### Activity
Lines before the one containing "of the marina" are left out; output the rest of the data exactly, through the final line.
________________
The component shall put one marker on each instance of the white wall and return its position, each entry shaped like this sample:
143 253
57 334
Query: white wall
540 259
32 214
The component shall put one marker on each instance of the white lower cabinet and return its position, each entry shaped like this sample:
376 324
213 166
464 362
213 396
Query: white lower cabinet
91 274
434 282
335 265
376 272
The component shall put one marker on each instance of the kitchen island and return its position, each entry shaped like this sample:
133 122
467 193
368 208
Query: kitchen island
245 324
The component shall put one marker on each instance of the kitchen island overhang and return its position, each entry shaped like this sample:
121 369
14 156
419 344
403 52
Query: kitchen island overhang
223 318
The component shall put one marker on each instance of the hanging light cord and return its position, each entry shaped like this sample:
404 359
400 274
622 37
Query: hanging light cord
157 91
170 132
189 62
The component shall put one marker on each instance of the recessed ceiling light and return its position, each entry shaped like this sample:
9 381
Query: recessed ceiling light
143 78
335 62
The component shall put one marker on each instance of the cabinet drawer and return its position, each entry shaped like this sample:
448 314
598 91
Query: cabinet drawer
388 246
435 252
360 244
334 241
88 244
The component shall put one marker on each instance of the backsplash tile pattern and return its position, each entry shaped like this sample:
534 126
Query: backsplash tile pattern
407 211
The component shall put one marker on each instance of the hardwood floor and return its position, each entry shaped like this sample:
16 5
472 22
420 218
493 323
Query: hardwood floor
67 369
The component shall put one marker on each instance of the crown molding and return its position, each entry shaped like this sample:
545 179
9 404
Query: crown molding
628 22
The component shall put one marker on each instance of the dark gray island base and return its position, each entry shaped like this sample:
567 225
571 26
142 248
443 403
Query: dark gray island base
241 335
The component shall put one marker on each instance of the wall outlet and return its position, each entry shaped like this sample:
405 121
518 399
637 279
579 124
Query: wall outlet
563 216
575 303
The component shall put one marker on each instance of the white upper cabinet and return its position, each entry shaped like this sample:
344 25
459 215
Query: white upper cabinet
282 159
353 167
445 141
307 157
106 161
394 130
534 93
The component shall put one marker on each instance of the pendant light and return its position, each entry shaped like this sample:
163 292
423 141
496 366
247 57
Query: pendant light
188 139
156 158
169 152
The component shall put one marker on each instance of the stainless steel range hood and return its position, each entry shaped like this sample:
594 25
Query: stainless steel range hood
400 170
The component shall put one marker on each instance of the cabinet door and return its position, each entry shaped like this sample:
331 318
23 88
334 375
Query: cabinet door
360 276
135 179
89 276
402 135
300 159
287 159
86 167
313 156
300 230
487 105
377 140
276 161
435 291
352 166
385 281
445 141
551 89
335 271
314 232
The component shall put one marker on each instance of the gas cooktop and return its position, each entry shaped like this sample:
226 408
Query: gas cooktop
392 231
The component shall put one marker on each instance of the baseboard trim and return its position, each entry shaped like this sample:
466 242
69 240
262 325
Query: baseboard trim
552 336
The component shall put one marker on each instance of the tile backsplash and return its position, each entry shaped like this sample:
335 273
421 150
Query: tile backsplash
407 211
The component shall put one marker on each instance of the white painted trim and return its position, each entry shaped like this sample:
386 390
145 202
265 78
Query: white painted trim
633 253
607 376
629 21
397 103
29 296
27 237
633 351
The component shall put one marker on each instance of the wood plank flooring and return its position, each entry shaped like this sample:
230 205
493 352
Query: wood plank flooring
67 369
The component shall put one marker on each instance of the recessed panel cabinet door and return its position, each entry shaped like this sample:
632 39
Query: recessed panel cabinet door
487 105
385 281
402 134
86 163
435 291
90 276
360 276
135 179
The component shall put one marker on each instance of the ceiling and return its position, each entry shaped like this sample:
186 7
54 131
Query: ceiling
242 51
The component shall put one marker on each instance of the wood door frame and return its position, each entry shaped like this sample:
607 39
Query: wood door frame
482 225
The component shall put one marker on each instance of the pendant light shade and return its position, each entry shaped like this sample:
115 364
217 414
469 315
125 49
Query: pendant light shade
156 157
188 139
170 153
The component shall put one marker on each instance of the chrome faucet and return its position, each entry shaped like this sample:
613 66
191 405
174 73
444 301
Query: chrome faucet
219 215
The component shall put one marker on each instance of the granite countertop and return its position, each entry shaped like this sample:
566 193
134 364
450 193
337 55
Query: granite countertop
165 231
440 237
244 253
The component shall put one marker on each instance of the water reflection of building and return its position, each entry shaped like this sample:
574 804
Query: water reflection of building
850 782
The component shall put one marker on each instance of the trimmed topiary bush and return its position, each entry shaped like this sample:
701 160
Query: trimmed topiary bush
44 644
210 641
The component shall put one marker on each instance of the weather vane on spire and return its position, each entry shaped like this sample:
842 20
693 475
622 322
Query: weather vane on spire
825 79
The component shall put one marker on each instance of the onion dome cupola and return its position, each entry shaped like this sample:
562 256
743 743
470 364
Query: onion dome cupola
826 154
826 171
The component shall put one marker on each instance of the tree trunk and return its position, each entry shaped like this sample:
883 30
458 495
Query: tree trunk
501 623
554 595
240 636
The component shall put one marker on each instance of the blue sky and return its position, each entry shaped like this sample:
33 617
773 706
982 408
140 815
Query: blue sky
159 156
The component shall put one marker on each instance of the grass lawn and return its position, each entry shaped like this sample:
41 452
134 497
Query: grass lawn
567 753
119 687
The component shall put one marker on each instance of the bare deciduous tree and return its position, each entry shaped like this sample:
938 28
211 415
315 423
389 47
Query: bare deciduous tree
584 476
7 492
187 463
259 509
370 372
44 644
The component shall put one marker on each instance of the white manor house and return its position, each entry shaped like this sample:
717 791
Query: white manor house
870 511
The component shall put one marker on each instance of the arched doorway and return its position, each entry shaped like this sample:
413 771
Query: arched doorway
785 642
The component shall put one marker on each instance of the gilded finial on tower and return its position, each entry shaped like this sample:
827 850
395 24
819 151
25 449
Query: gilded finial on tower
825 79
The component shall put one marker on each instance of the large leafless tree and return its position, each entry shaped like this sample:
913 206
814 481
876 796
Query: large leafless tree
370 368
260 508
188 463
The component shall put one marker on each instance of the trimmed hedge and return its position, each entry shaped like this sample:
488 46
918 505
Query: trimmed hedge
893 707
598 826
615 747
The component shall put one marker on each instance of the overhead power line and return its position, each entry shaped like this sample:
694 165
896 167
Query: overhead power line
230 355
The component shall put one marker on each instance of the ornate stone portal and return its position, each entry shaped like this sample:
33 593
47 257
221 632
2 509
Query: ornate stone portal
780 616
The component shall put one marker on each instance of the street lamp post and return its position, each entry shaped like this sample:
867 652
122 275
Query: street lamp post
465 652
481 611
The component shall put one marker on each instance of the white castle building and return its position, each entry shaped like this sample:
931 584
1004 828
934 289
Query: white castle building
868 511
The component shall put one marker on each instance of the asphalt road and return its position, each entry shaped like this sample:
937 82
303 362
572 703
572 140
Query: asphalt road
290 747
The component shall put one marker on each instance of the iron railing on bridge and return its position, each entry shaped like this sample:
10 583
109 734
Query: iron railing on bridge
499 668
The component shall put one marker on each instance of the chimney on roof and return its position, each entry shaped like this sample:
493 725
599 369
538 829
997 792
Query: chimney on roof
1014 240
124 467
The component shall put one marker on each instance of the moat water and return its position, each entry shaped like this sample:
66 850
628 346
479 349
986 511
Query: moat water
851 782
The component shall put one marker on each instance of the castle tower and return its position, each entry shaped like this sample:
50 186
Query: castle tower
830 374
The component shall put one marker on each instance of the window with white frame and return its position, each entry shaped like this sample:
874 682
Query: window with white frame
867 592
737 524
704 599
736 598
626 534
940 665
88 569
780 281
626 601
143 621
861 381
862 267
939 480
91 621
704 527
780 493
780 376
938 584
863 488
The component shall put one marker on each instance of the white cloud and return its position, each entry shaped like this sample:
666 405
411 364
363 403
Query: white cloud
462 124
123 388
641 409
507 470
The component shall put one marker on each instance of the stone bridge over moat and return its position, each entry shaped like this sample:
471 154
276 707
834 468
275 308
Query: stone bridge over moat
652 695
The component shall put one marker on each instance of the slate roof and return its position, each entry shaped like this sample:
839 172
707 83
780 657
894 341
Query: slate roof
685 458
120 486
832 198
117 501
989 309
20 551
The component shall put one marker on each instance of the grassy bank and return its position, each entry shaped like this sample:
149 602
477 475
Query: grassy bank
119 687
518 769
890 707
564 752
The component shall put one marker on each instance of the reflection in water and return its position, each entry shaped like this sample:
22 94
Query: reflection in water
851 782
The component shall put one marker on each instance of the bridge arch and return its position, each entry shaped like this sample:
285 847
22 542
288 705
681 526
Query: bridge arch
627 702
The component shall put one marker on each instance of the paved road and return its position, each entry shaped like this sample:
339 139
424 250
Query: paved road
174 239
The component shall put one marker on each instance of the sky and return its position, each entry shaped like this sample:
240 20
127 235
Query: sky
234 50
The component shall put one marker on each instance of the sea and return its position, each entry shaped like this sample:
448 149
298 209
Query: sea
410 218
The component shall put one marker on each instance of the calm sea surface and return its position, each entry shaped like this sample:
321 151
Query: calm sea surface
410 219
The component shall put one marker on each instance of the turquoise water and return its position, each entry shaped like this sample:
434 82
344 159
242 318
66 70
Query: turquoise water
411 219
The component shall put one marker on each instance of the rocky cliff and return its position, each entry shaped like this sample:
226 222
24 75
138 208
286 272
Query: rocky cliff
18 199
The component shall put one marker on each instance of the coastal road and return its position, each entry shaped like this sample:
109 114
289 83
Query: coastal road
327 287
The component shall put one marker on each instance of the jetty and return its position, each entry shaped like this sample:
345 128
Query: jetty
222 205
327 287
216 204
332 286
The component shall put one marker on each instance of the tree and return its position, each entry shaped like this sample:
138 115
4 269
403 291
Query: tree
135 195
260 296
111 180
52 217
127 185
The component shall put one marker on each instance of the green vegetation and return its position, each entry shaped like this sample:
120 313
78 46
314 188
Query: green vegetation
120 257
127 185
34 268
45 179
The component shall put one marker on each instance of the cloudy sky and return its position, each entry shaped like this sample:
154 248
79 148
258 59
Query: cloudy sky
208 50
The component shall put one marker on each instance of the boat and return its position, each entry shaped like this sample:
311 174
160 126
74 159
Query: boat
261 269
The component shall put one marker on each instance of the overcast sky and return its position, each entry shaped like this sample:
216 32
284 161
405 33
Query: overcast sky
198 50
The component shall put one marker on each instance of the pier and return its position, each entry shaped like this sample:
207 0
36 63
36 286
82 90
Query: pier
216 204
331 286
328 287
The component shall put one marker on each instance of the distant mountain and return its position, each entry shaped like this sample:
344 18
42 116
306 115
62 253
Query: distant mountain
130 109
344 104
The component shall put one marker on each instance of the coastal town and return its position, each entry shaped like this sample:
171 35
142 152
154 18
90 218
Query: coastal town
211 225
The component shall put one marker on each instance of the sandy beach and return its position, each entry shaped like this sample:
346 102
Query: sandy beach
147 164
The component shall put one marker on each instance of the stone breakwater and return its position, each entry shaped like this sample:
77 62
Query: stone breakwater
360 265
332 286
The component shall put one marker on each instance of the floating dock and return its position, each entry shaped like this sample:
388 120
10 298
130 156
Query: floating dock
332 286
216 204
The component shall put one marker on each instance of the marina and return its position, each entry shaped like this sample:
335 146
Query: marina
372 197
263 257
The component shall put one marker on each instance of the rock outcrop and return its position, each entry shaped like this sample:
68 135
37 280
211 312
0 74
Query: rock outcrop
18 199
________________
### Result of this task
The component shall put one marker on each instance of the marina and return its position, each entry shaped like this sample:
335 146
Query: marina
372 197
263 257
The component shall put one marker on each instance of the rock outcrop and return its position, each entry shaped like this sample:
68 135
37 280
211 312
0 74
Query: rock outcrop
18 199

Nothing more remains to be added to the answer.